**ENTRIES PROVIDED:**
________________________________________

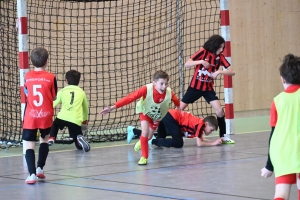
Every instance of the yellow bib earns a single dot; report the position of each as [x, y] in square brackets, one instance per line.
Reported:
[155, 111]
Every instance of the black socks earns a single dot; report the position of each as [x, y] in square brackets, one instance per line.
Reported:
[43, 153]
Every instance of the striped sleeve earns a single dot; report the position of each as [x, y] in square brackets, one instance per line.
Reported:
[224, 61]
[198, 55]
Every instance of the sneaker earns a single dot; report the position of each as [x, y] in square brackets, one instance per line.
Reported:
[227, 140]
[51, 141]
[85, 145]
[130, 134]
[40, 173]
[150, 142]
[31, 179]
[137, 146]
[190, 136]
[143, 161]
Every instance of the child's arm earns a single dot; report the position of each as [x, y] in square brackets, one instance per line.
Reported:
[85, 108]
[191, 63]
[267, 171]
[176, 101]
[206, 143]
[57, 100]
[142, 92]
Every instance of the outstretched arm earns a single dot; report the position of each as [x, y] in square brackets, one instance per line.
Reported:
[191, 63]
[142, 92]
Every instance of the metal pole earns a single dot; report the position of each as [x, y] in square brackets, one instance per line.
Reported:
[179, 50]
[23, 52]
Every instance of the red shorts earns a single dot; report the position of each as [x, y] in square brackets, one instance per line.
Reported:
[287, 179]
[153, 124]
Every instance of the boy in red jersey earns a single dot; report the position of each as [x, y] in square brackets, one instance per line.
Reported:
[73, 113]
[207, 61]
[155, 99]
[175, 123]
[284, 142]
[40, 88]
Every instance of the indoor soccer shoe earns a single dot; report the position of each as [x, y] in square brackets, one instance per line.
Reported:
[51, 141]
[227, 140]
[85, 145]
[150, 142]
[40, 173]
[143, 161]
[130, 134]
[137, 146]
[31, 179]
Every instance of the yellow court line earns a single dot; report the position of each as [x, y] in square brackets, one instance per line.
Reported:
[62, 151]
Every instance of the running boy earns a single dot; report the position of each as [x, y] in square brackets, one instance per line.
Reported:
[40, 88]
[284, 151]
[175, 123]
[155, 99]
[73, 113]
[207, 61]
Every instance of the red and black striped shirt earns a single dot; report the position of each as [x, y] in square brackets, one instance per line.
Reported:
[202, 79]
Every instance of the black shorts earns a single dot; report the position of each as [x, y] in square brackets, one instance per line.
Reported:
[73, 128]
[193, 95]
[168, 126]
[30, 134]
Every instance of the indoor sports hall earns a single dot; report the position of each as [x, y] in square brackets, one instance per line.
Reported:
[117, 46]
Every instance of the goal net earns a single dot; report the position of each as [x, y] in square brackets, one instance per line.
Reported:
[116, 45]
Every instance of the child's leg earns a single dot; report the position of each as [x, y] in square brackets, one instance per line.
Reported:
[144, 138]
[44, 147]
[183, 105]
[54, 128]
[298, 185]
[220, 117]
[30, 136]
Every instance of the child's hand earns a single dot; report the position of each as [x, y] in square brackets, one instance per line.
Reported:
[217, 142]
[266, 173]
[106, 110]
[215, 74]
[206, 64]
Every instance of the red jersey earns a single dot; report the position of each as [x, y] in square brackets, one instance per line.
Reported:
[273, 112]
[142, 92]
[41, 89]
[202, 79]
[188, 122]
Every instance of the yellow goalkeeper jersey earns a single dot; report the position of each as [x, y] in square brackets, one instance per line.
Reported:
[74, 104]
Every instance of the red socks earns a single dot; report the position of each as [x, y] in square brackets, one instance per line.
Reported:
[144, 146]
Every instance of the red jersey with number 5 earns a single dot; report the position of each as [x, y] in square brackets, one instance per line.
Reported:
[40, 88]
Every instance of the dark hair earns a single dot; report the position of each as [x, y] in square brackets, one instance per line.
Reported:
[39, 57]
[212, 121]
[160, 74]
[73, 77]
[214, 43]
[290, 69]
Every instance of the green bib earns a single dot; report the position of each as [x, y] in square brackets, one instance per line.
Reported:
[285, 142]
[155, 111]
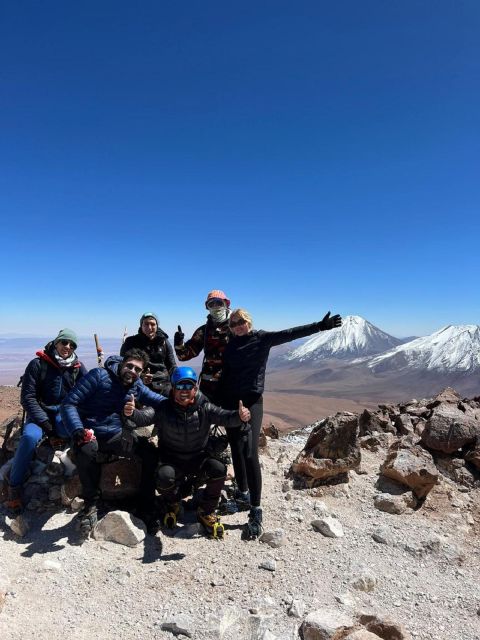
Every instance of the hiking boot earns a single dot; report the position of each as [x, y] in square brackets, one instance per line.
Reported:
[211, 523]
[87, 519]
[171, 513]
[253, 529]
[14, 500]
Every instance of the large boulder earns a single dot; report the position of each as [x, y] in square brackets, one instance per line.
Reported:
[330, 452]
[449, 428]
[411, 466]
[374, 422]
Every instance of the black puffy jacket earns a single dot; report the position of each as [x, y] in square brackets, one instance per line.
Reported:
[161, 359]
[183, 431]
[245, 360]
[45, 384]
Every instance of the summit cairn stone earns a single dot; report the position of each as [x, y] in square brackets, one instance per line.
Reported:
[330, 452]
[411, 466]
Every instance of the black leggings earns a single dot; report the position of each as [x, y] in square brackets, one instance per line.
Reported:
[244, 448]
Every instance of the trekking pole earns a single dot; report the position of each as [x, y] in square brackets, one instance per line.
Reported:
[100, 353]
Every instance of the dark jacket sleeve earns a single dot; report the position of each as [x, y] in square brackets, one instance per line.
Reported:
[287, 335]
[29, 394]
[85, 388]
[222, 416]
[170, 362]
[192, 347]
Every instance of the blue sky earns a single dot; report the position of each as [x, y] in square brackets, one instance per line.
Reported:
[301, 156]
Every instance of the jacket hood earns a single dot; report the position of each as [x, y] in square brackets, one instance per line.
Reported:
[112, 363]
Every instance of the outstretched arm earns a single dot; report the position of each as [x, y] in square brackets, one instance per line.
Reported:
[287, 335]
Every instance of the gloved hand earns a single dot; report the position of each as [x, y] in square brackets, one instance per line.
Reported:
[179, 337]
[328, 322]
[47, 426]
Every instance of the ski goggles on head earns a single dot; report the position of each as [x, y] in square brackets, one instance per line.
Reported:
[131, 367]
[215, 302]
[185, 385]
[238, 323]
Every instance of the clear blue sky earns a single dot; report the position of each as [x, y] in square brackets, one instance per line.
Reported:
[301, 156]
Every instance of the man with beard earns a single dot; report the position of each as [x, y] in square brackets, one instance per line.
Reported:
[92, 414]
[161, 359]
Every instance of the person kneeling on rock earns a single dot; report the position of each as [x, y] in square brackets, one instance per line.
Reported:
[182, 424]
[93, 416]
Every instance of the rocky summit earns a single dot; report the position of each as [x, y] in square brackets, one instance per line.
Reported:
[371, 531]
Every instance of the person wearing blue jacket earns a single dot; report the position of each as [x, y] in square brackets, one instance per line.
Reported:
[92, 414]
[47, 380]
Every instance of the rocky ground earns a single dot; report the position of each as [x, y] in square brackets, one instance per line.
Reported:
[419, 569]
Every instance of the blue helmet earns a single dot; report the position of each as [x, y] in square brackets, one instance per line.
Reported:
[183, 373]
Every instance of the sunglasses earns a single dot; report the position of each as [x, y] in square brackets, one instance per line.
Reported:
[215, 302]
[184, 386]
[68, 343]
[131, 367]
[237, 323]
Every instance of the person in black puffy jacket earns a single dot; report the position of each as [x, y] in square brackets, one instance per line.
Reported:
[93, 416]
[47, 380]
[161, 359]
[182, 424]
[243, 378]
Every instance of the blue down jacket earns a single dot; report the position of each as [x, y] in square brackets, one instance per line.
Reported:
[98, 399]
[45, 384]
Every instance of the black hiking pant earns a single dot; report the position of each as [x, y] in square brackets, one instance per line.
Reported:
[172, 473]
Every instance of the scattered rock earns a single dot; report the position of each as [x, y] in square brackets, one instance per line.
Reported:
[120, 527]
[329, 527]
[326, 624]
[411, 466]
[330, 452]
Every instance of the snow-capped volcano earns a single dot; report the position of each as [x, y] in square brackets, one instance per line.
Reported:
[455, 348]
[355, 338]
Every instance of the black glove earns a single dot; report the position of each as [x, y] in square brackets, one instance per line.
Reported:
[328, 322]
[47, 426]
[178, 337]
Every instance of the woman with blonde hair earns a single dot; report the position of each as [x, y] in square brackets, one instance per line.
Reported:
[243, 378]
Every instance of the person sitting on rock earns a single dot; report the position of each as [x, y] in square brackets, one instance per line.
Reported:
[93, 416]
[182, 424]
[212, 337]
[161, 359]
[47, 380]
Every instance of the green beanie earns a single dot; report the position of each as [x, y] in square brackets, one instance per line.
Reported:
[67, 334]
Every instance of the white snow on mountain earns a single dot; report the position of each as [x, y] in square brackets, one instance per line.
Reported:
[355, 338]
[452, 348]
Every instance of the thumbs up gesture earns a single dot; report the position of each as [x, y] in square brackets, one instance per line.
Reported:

________________________________________

**EXERCISE DIRECTIONS:** Each line that contains the string "summit" should be copied from the data above.

**TASK OUTPUT:**
Every instance of the summit cairn stone earns a single dot; report the position of each as [x, y] in square brackets, one instance per line.
Every instance of the rocky summit earns a single dot; report the position of each as [x, y] in square brackets, one instance per line.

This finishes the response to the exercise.